STUDY TEXT>
As the suburban landscape changes, so has poverty.
The Twin Cities metro area suburbs have one of the highest increases in poor populations in the country, according to a new study by the Brookings Institution, a nonprofit think tank based in Washington D.C.
The number of poor living in Twin Cities suburbs has more than doubled in the past decade to more than 200,000 people.
The study found population increases and unemployment after the 2008 recession as major factors for the increase.
The growth reflects a national trend in which the majority of poor people are now living in suburbs.
Most federal programs fighting poverty haven’t evolved to address the spread out nature of suburban poverty, according to the study.
Tom Luce, a research director for the University of Minnesota Law School’s Institute on Metropolitan Opportunity, said the institute has known suburbs have outpaced metro poor populations for years and has written extensively on the changing suburban landscape.
“This has been going on for a long time,” Luce said.
He said the high level of poverty in suburbs should be factored into the creation of new policies in the country, like encouraging increased affordable housing and providing more transportation and transit services in suburbs.
Public transportation choices are limited for suburban people who can’t afford cars but need to access medical care, food and jobs, said Rosemary Heins, a University Extension educator.
Despite the major increase in suburban poverty, the Twin Cities suburbs still have one of the lowest suburban poverty rates among major metropolitan areas in the country, with a rate of 7.6 percent in 2010. Almost one in four Twin Cities residents are in poverty.
Luce also said he’s concerned about how the new data could affect future policies in suburbs.
“You don’t want to allow suburbs to pursue policies that effectively zone poor people out,” he said.

[Stored data]

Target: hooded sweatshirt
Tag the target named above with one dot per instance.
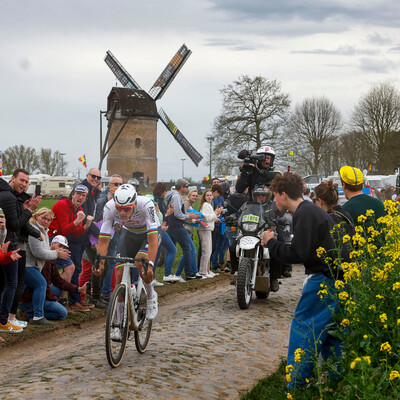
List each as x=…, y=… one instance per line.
x=17, y=218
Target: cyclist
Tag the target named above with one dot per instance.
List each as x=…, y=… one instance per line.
x=139, y=236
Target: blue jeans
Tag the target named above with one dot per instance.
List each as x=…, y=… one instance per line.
x=52, y=310
x=112, y=251
x=181, y=235
x=221, y=244
x=310, y=321
x=76, y=257
x=35, y=280
x=170, y=251
x=9, y=282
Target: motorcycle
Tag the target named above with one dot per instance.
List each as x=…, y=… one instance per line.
x=254, y=260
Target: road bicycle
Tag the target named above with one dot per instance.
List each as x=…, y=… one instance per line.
x=126, y=313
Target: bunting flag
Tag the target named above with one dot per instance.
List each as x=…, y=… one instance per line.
x=83, y=160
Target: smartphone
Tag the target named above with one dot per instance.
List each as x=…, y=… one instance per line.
x=38, y=188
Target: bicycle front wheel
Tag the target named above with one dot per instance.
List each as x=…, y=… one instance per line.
x=116, y=327
x=142, y=335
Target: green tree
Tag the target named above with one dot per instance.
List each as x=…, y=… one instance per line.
x=253, y=110
x=20, y=157
x=376, y=118
x=312, y=129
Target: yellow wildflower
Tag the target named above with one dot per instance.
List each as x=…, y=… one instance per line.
x=386, y=347
x=346, y=238
x=298, y=353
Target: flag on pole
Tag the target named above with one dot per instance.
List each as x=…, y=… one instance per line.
x=83, y=160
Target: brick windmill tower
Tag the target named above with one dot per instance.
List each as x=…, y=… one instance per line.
x=131, y=141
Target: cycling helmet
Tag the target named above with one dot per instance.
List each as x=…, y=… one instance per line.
x=267, y=150
x=125, y=195
x=134, y=182
x=260, y=190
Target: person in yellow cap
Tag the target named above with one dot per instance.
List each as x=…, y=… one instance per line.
x=358, y=203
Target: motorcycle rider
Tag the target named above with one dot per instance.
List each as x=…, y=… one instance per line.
x=260, y=172
x=263, y=196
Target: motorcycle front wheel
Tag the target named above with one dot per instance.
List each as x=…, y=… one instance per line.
x=243, y=286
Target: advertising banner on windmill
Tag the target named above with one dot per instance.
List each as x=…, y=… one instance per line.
x=194, y=155
x=169, y=73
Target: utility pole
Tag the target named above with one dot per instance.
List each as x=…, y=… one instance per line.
x=183, y=167
x=62, y=163
x=210, y=140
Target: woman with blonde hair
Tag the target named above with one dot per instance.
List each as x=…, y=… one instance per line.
x=205, y=232
x=37, y=253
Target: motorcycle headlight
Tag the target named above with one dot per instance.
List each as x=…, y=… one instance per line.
x=250, y=226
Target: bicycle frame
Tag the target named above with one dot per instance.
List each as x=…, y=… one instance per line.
x=130, y=299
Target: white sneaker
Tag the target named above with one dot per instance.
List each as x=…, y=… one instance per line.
x=171, y=278
x=152, y=307
x=17, y=322
x=115, y=334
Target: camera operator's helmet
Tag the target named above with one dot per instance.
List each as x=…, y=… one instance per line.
x=260, y=190
x=125, y=196
x=267, y=150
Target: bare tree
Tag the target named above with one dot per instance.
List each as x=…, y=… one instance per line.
x=377, y=118
x=51, y=163
x=20, y=157
x=312, y=128
x=253, y=110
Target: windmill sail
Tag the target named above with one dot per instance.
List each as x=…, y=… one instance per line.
x=169, y=73
x=194, y=155
x=120, y=72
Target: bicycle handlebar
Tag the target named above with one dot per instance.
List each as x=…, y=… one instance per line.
x=143, y=260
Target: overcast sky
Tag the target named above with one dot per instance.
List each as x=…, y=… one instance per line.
x=54, y=81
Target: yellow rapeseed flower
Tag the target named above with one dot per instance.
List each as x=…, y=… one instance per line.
x=386, y=347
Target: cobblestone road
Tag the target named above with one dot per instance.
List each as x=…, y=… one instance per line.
x=202, y=347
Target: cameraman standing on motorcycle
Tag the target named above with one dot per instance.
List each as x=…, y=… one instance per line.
x=256, y=169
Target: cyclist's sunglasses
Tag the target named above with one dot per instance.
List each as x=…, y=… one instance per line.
x=124, y=208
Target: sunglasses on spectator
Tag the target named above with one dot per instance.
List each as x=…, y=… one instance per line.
x=124, y=208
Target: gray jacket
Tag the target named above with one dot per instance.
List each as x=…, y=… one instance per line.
x=38, y=252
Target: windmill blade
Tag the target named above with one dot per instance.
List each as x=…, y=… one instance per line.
x=194, y=155
x=169, y=73
x=120, y=72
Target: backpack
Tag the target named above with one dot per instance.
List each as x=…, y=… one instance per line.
x=346, y=228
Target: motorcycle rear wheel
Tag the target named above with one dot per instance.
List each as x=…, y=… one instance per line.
x=243, y=288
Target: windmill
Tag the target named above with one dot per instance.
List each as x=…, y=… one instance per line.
x=132, y=119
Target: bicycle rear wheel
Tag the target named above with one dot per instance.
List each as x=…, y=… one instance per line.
x=142, y=335
x=116, y=327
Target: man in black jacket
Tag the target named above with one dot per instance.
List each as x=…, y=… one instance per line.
x=254, y=173
x=18, y=208
x=311, y=228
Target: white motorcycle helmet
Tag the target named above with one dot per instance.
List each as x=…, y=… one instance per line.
x=267, y=150
x=125, y=195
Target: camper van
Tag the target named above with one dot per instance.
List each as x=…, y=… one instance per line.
x=51, y=186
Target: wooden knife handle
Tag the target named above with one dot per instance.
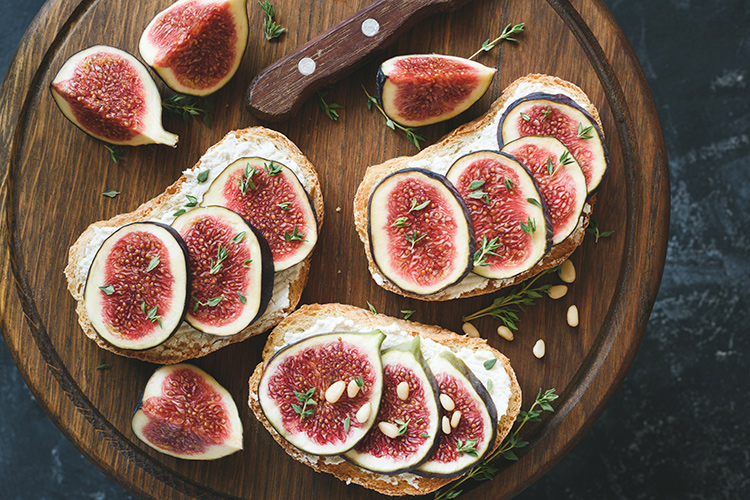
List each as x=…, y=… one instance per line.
x=279, y=90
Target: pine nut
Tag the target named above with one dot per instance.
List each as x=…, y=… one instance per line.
x=363, y=414
x=402, y=390
x=539, y=349
x=455, y=418
x=505, y=332
x=352, y=389
x=470, y=330
x=446, y=425
x=388, y=429
x=334, y=392
x=573, y=316
x=567, y=272
x=447, y=402
x=557, y=291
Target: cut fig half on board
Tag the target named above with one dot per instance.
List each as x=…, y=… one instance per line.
x=417, y=90
x=185, y=413
x=559, y=177
x=303, y=390
x=196, y=46
x=557, y=115
x=408, y=422
x=420, y=232
x=111, y=96
x=508, y=213
x=231, y=270
x=270, y=196
x=137, y=288
x=470, y=419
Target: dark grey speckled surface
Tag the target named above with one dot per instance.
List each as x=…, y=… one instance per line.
x=677, y=428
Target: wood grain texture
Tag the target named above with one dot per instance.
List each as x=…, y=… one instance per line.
x=53, y=176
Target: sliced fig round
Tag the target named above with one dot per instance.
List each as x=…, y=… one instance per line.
x=559, y=177
x=137, y=288
x=196, y=46
x=559, y=116
x=409, y=407
x=231, y=270
x=508, y=213
x=111, y=96
x=303, y=390
x=420, y=231
x=271, y=197
x=185, y=413
x=475, y=429
x=418, y=90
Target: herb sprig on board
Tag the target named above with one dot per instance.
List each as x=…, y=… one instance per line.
x=507, y=34
x=413, y=137
x=486, y=471
x=506, y=308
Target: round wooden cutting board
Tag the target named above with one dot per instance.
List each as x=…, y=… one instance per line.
x=53, y=176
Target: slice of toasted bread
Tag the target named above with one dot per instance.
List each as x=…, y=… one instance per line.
x=474, y=136
x=188, y=343
x=311, y=319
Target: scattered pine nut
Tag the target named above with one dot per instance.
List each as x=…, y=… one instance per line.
x=352, y=389
x=363, y=414
x=505, y=332
x=470, y=330
x=388, y=429
x=334, y=392
x=539, y=349
x=573, y=316
x=446, y=425
x=557, y=291
x=402, y=390
x=567, y=272
x=455, y=418
x=447, y=402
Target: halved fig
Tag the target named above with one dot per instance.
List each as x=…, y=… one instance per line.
x=271, y=197
x=509, y=215
x=559, y=177
x=111, y=96
x=410, y=407
x=418, y=90
x=294, y=390
x=559, y=116
x=231, y=270
x=185, y=413
x=475, y=429
x=196, y=46
x=137, y=288
x=420, y=231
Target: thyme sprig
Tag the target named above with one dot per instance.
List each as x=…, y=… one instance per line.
x=328, y=108
x=507, y=307
x=306, y=399
x=270, y=29
x=507, y=34
x=486, y=471
x=413, y=137
x=187, y=108
x=594, y=229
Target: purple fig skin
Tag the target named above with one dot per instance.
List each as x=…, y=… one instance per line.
x=186, y=270
x=481, y=391
x=567, y=101
x=464, y=212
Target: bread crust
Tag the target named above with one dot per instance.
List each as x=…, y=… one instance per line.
x=449, y=145
x=303, y=319
x=188, y=343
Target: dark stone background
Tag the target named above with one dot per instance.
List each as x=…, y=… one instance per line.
x=677, y=428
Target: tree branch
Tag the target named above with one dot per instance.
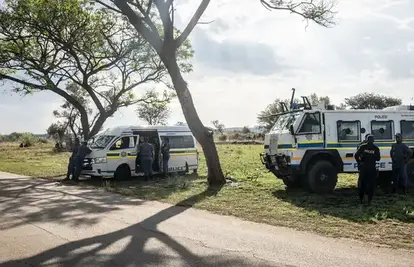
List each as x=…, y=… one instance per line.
x=319, y=11
x=151, y=37
x=193, y=22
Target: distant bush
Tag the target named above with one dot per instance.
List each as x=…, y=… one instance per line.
x=28, y=139
x=43, y=141
x=223, y=137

WORK INSTRUCTION A>
According to the article on Twin Cities suburban poverty, how many poor people now live in the Twin Cities suburbs?
WORK INSTRUCTION B>
Reproduce word for word the stretch of the article on suburban poverty from "Public transportation choices" through "policies in suburbs.".

ANSWER SPACE A>
More than 200,000 people.

ANSWER SPACE B>
Public transportation choices are limited for suburban people who can’t afford cars but need to access medical care, food and jobs, said Rosemary Heins, a University Extension educator.
Despite the major increase in suburban poverty, the Twin Cities suburbs still have one of the lowest suburban poverty rates among major metropolitan areas in the country, with a rate of 7.6 percent in 2010. Almost one in four Twin Cities residents are in poverty.
Luce also said he’s concerned about how the new data could affect future policies in suburbs.